→ Arbeitsauftrag:
Beantworte zum Forenthread über Scrollbalken und Buttons die folgenden Fragen:
(a) Welche zwei Stellen empfiehlt gremmlin für farbige Scrollbars?
(b) Welche Hintergrundfarbe legt der HTML-Code von Thimo Grauerholz für den Button fest?
(c) Wie beschreibt DjDee PHP?

→ Vorliegender Text:
......

# Scrollbalken; Buttons; etc. (wie sie auf dieser Seite zu sehen sind)



## elgo (26. Dezember 2001)

Wie bekomme ich sollche Scrollleisten und Buttons, wie auf dieser Seite hin. PHP ?
Wenn ja mit welchem Programm oder welche Skripts muß man verwenden


----------



## schwArzpunk (26. Dezember 2001)

ähm, welche seite meinst du???


----------



## Psyclic (26. Dezember 2001)

och nö das is doch wohl n witz....
BENUTZ DIE SUCHFUNKTION VERDAMMT !
die frage wurd erst ca. 200000000 mal gestellt...oder schau in die webmaster tutorials


----------



## gremmlin (26. Dezember 2001)

feundlich psy  hrhr.

schau in webmaster tutorials. oder im css forum. farbige scrollbars.


----------



## elgo (26. Dezember 2001)

Tut mir leid.
War ne ****** Frage.
Hab einfach zu oberflächlich gesucht.

Sorry


----------



## elgo (26. Dezember 2001)

jo scrollbalken funtzen. Aber der Webmaster von
Tutorials.de hat auch die Button veränder.

Weiß jemand wie?

Vielleicht anstatt Scrollbar, Button?

Ich bitte um Hilfe


----------



## Thimo Grauerholz (27. Dezember 2001)

hi,
steht eigentlich alles im css-forum.

bzw schauen dir mal die tutorials.css an 

<input type="button" style="background-color : #E2E2C7;
        color : #000000;
        border : 1px solid #333333;
        font-size : xx-small;
        font-family : Arial, Helvetica, Verdana, sans-serif;
        font-weight : bold;">

...


----------



## elgo (27. Dezember 2001)

ok danke schön


----------



## DjDee (27. Dezember 2001)

btw: php ist serverseitig.


----------

......

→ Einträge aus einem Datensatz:
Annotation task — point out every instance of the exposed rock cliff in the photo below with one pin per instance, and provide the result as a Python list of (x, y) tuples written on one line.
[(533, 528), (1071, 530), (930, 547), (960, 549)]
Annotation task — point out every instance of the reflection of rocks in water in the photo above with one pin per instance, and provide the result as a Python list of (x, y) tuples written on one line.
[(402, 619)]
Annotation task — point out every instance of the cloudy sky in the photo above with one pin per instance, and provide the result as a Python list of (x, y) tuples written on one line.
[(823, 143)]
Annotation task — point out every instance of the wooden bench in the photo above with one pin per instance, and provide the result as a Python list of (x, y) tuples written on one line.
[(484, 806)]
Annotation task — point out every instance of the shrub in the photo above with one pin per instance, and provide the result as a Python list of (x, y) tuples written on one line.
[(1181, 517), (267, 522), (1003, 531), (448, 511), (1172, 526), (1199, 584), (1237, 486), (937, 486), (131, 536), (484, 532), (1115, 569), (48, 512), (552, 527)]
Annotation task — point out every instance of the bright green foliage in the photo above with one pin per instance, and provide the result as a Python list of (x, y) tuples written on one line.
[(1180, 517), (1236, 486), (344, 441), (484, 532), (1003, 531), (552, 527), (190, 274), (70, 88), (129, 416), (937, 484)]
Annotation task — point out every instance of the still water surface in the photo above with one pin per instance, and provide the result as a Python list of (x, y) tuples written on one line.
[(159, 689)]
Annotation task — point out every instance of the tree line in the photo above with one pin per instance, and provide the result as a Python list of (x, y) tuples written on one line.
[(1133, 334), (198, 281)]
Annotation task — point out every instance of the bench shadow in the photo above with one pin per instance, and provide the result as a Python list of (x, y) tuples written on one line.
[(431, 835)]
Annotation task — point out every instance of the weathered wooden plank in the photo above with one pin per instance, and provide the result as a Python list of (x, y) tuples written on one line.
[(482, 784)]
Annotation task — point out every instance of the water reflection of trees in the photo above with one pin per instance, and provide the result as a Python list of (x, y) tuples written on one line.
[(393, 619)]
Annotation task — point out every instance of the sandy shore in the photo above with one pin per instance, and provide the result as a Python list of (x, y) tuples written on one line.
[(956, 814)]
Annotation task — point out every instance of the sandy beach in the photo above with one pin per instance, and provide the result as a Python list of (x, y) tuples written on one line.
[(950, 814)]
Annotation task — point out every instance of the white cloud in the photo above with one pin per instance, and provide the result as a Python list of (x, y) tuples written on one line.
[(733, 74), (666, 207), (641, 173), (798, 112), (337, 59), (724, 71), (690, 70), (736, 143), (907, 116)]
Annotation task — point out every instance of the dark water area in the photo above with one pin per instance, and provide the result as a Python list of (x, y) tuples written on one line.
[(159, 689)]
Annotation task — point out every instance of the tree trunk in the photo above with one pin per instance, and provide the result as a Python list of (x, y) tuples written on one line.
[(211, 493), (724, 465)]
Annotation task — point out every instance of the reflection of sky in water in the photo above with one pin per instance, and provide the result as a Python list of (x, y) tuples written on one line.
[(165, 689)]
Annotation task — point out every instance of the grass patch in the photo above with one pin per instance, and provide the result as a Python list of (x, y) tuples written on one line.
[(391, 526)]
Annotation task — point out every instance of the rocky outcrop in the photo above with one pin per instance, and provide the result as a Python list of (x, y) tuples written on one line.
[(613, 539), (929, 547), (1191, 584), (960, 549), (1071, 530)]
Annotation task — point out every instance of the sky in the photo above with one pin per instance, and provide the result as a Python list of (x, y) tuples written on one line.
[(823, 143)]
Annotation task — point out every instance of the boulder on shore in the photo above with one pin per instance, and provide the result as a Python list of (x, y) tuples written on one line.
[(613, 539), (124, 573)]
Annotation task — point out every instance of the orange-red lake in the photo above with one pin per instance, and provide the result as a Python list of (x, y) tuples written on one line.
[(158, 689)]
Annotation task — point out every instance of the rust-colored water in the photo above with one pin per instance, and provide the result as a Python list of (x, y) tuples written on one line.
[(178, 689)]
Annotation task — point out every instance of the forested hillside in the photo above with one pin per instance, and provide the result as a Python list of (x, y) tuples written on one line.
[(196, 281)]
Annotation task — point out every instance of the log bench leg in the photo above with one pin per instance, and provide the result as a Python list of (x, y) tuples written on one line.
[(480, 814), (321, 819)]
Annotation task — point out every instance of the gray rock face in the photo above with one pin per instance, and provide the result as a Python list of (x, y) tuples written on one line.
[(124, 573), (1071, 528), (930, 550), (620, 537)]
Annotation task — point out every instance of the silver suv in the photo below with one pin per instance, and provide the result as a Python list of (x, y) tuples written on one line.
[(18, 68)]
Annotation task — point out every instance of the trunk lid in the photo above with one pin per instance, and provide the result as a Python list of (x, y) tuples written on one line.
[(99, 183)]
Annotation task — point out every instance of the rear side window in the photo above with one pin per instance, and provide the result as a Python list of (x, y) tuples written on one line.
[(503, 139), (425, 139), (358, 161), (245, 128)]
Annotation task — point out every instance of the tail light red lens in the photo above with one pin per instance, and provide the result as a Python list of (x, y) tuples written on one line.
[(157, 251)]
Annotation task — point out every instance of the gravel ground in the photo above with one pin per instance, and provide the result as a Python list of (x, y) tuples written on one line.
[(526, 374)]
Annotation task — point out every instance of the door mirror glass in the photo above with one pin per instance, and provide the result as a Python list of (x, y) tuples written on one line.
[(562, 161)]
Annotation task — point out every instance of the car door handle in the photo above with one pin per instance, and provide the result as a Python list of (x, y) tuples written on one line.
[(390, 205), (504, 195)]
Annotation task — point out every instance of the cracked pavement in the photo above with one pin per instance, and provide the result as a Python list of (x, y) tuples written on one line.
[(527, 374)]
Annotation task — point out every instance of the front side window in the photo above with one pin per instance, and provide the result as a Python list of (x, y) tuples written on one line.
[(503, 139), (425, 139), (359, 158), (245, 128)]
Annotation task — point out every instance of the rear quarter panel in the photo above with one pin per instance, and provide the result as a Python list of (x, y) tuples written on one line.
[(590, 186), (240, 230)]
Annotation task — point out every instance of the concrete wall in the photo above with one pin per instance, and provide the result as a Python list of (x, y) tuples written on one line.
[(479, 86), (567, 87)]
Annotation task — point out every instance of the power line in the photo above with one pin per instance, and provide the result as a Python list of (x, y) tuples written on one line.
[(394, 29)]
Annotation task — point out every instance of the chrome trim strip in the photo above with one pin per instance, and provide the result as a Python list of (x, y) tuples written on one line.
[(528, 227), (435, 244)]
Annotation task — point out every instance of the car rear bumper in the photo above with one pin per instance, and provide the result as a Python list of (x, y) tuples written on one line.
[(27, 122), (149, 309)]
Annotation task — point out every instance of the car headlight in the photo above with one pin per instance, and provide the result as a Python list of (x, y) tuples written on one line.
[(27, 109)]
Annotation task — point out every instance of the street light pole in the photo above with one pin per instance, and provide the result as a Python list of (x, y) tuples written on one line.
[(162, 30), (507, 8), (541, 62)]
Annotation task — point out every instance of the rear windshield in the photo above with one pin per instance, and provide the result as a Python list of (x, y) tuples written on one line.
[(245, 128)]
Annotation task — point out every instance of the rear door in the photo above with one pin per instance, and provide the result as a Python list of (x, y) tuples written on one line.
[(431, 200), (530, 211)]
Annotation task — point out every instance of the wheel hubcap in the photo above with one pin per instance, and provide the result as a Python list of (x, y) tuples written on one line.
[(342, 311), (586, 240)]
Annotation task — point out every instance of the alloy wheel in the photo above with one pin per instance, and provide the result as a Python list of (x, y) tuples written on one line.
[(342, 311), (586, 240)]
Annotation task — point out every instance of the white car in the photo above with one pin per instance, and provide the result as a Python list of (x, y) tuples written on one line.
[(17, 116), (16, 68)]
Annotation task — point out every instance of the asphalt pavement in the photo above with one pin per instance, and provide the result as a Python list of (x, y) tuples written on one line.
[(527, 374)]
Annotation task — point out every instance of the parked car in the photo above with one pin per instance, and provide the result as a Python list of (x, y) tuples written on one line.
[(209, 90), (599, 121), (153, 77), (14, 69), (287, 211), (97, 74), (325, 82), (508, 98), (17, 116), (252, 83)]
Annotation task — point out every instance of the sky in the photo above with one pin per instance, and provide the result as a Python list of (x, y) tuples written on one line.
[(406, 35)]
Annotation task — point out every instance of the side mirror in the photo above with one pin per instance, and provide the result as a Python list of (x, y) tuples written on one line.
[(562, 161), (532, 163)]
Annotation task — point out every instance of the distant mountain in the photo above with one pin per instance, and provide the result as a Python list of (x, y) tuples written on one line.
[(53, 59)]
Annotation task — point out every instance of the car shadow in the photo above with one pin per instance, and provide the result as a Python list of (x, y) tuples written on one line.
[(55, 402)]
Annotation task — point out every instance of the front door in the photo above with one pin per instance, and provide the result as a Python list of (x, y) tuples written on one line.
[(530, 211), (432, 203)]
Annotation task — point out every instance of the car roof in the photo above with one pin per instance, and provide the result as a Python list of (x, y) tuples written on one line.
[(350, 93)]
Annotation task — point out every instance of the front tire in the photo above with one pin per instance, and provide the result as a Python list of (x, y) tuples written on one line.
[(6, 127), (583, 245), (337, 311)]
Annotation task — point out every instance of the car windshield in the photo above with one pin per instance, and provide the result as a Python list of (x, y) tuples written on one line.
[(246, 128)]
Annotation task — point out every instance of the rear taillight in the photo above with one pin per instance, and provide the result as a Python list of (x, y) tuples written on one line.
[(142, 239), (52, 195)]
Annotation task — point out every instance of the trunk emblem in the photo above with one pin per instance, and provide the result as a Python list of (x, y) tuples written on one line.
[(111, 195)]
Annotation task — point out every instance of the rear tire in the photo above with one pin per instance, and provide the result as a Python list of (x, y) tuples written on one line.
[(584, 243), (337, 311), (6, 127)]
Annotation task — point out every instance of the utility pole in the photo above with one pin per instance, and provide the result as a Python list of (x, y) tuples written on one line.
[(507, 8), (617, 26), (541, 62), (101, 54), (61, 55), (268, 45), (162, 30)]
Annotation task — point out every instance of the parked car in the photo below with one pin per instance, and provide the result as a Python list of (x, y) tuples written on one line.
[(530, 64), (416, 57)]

......

→ Lösung:
(a) Die Webmaster-Tutorials und das CSS-Forum.
(b) #E2E2C7.
(c) Als serverseitig.